DATA SUPPLIED START

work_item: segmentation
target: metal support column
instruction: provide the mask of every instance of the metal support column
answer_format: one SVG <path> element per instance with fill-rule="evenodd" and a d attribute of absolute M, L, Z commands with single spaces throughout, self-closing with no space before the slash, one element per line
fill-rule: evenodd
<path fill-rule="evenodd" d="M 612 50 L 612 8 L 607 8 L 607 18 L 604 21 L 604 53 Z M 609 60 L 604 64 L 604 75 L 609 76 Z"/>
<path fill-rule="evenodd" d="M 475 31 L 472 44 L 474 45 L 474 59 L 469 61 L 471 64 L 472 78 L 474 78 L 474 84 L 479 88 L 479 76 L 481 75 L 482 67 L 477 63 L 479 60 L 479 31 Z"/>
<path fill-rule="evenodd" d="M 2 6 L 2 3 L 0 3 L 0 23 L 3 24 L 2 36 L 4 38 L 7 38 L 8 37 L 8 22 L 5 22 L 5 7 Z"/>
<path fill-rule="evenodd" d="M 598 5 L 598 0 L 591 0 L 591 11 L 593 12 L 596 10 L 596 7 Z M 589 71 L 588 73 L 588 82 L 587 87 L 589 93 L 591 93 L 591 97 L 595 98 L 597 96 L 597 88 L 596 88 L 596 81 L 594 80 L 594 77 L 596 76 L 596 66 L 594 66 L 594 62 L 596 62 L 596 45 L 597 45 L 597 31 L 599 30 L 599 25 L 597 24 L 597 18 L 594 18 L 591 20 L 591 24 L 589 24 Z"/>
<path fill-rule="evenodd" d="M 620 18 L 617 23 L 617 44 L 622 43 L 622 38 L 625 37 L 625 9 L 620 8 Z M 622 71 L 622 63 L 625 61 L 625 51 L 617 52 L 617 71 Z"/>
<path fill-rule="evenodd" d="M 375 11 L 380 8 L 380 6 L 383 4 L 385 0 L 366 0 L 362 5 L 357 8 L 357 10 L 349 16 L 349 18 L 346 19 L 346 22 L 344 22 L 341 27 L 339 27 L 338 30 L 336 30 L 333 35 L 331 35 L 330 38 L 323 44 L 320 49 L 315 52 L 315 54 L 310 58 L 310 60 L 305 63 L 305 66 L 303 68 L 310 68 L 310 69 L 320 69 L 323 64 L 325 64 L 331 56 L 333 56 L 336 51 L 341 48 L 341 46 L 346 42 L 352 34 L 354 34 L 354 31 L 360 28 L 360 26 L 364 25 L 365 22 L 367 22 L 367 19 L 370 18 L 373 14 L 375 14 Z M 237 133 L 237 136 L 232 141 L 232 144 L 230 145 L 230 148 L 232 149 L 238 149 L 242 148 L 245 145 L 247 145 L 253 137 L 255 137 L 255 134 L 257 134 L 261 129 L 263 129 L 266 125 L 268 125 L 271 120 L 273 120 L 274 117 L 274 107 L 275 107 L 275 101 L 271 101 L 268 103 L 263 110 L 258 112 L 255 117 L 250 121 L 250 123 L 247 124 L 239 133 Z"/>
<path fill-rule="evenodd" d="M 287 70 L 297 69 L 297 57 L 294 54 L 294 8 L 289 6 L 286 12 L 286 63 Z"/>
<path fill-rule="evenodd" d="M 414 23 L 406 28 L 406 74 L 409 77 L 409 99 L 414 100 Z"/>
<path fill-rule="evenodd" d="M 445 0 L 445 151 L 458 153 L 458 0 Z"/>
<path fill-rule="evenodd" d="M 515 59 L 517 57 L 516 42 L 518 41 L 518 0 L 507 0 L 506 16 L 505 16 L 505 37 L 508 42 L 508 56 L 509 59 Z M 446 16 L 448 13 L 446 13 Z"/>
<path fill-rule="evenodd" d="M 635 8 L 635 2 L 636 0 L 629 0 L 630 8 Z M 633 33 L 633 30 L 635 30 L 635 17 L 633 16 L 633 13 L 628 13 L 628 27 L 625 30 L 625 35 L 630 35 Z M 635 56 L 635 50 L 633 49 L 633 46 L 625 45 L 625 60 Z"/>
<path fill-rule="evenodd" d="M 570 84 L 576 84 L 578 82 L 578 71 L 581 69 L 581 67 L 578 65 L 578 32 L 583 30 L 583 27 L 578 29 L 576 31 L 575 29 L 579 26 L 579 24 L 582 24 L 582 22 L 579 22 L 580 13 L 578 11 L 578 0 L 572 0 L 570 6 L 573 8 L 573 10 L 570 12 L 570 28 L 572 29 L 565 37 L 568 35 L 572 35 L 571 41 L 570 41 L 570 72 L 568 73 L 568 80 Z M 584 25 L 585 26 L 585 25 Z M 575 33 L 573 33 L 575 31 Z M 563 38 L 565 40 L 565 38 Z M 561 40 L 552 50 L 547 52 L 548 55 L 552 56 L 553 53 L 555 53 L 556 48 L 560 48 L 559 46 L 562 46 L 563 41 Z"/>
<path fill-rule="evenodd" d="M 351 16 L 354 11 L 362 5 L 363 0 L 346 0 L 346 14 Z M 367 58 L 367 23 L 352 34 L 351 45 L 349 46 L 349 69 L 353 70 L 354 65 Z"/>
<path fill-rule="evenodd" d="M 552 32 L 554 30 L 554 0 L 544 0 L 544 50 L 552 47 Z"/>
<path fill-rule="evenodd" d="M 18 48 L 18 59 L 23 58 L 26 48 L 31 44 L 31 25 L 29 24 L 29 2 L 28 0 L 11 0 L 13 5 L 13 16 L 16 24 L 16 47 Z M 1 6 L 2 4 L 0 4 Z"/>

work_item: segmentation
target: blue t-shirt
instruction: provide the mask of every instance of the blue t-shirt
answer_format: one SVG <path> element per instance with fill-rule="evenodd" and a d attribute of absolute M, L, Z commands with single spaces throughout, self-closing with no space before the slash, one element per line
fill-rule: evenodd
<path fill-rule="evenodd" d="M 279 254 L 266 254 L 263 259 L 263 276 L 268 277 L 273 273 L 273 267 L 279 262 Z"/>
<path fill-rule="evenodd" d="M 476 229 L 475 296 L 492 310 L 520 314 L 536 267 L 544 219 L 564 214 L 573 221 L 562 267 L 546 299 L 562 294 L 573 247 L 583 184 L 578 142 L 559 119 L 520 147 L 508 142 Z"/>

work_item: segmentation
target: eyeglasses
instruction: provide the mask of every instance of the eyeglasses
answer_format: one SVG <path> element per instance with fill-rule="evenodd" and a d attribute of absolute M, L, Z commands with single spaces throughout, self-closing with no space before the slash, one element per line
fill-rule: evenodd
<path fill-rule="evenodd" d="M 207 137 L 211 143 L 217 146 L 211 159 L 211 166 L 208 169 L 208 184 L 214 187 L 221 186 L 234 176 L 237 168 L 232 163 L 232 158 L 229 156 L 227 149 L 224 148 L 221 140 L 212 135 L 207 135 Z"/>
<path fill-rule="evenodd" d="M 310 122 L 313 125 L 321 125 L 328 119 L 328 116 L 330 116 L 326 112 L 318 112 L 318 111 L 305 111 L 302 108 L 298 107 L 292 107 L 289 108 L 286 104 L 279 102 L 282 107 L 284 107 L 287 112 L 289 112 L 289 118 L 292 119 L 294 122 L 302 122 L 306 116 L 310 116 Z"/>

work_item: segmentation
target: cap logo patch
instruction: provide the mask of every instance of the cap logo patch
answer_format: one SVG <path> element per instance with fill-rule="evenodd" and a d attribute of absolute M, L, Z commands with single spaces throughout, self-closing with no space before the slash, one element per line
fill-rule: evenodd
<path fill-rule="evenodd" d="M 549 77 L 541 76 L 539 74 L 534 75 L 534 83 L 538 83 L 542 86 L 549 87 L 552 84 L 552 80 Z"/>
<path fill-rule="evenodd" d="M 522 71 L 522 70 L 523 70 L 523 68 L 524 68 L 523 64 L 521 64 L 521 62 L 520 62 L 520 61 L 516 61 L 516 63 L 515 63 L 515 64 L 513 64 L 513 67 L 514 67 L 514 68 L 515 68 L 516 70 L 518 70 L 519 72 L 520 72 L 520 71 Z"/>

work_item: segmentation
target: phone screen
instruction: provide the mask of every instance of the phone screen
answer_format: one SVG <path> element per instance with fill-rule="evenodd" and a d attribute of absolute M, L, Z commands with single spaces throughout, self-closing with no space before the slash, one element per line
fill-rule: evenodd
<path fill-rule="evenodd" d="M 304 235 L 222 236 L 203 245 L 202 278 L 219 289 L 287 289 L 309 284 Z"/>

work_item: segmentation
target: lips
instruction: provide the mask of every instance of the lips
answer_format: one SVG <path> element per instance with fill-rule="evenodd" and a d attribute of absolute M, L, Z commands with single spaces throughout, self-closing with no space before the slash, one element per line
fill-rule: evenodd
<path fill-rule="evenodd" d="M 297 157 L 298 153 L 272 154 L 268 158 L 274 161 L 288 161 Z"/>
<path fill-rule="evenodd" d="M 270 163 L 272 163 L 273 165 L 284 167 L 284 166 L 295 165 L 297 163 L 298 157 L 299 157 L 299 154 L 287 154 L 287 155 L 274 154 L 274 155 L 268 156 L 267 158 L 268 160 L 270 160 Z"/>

DATA SUPPLIED END

Find every line in the records above that holds the word "target", and copy each one.

target: metal support column
target: blue t-shirt
target: eyeglasses
target: cap logo patch
target: phone screen
target: lips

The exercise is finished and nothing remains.